Continue the article on the 2024 US presidential primaries from the point where it stops, without turning to the records that come after it.

DOCUMENT TEXT:
◇ ◇ ◇
Overview:

With the two major candidates for the 2024 US Presidential Election now solidifying, the real "loser" is plain to see: the average US voter, who deserved a much more democratic contest addressing the deeper issues and providing a fuller range of viable primary options.

Reading Time: 10 minutes

On Tuesday, January 23, the quadruply indicted former president Donald Trump won a New Hampshire primary against Nikki Haley, the last alternative Republican presidential candidate standing after a month of contests that saw Ron DeSantis end his run on Sunday, and Vivek Ramaswamy the week prior. DeSantis immediately endorsed Trump over the “warmed over corporatism” that he felt Haley represents, after both DeSantis and Ramaswamy failed to attract voters with escalating anti-trans rhetoric and related crusades against the perceived “wokeness” of society.

Trump is currently viewed as the presumptive nominee, despite filling the news more frequently with courtroom appearances than campaign trail politics.
◇ ◇ ◇
ENTRIES PROVIDED:
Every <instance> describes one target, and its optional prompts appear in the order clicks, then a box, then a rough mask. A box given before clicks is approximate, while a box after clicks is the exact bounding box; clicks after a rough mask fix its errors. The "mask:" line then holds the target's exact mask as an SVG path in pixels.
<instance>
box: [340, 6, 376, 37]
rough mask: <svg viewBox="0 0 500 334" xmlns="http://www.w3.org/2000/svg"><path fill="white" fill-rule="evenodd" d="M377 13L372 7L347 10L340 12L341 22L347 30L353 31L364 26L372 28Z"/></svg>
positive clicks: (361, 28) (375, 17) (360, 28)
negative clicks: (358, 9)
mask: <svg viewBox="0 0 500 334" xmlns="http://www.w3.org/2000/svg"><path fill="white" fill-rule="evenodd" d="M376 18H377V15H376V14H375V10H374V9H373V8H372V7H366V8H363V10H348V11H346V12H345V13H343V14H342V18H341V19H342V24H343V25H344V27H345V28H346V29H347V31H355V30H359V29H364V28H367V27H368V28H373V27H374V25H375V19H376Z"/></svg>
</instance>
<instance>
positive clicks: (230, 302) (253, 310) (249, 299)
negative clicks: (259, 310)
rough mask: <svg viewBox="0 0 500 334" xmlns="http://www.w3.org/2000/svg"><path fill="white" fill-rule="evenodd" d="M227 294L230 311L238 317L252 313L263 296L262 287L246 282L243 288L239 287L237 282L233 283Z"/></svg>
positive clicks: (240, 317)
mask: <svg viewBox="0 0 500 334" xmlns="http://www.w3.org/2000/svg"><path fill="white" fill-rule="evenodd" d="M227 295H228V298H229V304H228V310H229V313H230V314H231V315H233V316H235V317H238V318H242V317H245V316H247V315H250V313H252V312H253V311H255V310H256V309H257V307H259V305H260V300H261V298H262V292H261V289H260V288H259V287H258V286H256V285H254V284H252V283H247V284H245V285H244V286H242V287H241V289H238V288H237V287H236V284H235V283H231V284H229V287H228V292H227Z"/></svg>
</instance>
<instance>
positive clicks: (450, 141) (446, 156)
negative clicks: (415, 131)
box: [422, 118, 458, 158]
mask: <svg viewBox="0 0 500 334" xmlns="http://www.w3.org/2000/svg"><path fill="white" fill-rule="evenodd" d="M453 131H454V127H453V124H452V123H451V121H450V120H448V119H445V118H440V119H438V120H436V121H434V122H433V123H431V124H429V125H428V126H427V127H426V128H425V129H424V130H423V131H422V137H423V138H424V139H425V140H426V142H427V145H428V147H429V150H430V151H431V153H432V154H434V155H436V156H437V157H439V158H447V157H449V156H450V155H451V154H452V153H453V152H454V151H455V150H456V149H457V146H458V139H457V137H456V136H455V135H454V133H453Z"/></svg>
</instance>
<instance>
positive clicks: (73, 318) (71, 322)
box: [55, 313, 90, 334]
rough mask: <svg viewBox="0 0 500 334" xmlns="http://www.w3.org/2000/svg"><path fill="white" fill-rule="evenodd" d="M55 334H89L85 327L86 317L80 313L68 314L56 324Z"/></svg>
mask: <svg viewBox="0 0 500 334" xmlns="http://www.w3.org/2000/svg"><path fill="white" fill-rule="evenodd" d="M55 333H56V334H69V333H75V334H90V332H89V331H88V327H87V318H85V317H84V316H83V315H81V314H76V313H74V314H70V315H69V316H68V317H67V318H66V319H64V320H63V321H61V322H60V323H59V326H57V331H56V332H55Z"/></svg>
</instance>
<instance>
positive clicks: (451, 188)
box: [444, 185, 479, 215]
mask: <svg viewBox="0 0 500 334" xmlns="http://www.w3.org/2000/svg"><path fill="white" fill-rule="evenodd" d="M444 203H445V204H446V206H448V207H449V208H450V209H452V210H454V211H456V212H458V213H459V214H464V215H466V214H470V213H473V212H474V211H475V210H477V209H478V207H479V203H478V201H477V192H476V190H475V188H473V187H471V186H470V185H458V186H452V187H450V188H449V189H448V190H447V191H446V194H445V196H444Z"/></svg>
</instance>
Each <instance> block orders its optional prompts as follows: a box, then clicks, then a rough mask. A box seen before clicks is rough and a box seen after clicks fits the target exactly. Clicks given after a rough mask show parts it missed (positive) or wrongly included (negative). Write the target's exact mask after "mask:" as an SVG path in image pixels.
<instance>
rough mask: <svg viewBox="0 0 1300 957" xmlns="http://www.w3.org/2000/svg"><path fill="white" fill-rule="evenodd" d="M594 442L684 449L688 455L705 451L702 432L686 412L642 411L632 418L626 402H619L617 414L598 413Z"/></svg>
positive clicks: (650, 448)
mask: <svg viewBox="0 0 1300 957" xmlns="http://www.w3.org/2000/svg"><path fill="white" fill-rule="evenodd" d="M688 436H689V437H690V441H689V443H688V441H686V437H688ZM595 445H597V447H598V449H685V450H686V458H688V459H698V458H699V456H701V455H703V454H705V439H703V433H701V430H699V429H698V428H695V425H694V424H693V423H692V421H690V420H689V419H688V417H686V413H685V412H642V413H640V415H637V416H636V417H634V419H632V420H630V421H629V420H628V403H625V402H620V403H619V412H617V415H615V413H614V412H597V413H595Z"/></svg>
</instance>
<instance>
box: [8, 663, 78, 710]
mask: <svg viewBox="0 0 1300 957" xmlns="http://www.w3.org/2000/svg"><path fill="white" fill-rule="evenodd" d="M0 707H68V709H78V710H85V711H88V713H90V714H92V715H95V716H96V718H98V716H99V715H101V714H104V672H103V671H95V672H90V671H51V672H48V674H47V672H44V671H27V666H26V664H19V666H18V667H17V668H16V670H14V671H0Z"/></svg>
◇ ◇ ◇
TASK OUTPUT:
Meanwhile, President Joe Biden won the New Hampshire Democratic primary as a write-in candidate, at 63.9% to a distant 19.6% for Dean Phillips and 4% for Marianne Williamson. Biden and New Hampshire have longstanding animosity in part due to a struggle to change the initial launch point for Democratic primaries, to better reflect the nation’s diversity. As an incumbent president, Biden is considered the Democratic Party’s presumptive candidate for 2024, and the presidential primaries are being treated more as a formality than a rigorous democratic exercise.

What’s consuming all the election-cycle oxygen instead? A whirlwind of criminal cases, emboldened nationalist rhetoric, the legacy of January 6, 2021, the stolen election myth, US involvement in major international wars, legal attacks on queer people, women, and immigrants, and fears around the Heritage Foundation’s Project 2025. The weary narrative of a presidential rematch between Trump and Biden is already shaping up to be one of “saving democracy” from authoritarianism.

And there is a stolen election in all of this: the current one.

Because rather than get a chance to discuss the nation’s more pragmatic, kitchen-table politics, and to wrestle with the country’s overarching mandate in a more measured way, US voters have been stripped of the ability to make informed electoral decisions about key domestic and foreign policies when they go to the polls in November. The exercise of US democracy is already an impoverished affair.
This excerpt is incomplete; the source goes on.